(Position identification records)

_ _ _ _

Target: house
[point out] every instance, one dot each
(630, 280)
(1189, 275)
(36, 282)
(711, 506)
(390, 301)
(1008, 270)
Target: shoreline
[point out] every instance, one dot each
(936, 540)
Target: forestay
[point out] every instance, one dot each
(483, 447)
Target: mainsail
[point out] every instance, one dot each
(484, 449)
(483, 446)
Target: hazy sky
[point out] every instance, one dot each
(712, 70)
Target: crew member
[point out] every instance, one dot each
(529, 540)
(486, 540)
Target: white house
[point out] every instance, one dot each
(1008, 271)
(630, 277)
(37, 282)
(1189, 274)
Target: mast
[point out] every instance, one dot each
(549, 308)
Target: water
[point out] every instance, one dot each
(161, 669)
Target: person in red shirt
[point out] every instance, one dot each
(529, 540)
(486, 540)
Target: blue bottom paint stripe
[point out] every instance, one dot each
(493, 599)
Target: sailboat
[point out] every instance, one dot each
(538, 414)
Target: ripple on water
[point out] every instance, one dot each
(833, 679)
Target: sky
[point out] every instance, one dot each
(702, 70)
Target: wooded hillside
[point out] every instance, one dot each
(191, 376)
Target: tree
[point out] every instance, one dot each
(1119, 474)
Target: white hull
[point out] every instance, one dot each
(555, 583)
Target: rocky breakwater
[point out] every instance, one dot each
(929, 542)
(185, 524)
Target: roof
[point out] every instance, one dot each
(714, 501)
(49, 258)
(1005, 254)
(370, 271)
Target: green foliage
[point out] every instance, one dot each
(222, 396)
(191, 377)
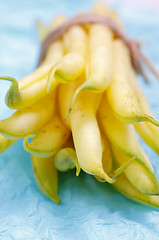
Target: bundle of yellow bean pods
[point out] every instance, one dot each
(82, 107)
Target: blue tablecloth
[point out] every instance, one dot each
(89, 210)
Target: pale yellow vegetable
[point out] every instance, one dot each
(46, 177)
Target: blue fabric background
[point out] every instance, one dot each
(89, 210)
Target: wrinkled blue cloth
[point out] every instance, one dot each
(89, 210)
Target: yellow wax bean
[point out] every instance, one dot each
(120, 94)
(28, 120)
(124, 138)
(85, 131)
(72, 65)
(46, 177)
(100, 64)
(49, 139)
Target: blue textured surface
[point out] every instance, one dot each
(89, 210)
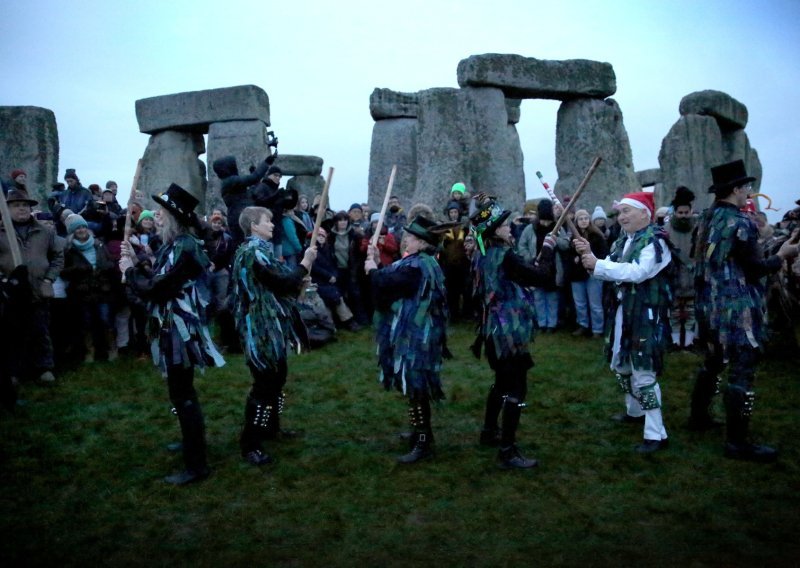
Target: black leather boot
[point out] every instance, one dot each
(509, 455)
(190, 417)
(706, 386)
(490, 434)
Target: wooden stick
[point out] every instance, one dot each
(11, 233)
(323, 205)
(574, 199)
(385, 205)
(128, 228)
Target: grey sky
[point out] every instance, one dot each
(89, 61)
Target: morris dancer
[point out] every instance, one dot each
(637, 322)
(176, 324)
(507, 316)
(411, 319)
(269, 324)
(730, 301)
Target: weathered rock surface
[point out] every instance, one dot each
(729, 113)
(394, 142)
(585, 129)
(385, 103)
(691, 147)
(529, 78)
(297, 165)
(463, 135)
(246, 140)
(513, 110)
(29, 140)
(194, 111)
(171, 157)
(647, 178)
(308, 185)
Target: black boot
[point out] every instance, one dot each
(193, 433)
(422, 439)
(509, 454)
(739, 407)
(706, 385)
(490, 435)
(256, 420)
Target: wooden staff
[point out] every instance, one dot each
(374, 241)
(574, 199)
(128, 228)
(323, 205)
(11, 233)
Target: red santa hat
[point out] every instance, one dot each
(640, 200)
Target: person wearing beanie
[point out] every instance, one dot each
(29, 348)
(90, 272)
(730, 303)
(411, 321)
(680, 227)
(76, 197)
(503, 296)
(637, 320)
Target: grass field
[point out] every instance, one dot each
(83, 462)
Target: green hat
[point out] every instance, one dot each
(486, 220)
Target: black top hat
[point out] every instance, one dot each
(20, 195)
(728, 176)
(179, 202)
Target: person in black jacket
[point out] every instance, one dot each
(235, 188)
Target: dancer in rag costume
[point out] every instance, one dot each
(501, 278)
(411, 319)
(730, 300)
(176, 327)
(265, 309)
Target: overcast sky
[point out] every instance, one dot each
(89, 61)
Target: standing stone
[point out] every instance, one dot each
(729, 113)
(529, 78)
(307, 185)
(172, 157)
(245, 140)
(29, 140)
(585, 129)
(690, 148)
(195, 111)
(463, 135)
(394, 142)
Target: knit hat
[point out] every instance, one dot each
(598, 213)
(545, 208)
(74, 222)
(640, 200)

_ _ _ _

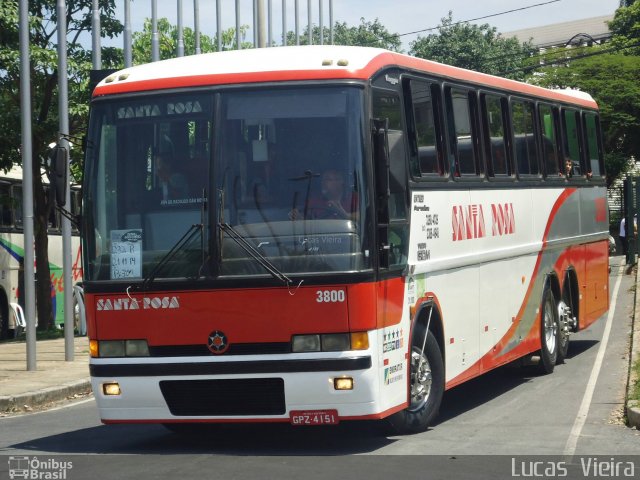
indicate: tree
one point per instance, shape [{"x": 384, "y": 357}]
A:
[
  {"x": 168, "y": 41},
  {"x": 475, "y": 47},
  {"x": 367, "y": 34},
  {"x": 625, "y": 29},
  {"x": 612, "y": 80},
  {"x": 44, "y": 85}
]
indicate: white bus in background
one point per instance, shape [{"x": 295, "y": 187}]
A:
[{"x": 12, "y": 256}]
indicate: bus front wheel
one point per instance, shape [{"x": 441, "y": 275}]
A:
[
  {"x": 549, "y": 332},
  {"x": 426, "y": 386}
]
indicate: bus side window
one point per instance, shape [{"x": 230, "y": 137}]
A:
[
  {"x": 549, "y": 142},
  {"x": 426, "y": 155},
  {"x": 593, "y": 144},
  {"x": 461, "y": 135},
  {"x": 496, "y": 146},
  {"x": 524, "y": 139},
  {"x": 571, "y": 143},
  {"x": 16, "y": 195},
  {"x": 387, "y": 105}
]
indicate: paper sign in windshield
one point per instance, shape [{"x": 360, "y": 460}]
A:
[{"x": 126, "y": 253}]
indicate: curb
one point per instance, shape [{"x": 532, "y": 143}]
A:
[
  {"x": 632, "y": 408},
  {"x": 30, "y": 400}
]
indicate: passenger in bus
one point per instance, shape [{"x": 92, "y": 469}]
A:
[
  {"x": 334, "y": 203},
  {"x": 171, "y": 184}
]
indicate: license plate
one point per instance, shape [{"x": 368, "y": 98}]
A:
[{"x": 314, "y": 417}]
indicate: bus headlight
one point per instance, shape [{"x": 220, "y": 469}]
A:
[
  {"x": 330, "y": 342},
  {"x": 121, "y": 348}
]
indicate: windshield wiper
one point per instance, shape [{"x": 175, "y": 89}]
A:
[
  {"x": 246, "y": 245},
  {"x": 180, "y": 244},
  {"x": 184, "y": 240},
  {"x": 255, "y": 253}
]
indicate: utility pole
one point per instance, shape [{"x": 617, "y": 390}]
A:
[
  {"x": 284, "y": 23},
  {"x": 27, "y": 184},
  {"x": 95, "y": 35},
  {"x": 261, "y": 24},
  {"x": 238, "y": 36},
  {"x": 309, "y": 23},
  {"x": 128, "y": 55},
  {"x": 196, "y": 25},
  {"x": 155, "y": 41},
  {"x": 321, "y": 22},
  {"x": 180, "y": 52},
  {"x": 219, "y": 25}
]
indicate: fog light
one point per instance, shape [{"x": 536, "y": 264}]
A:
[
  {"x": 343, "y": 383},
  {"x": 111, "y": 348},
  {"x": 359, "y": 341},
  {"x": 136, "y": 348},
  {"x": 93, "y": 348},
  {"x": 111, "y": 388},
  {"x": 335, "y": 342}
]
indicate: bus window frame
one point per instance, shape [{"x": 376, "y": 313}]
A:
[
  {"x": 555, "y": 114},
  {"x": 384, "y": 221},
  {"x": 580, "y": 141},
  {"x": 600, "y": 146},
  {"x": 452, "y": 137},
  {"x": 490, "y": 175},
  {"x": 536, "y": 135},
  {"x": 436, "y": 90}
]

_ _ _ _

Work required>
Find every line in the entries above that contains the word "blue", and copy each of those lines.

The solution>
Target: blue bottom paint stripe
Target: blue tablecloth
Target: blue fabric background
Target: wrinkled blue cloth
Target: blue textured surface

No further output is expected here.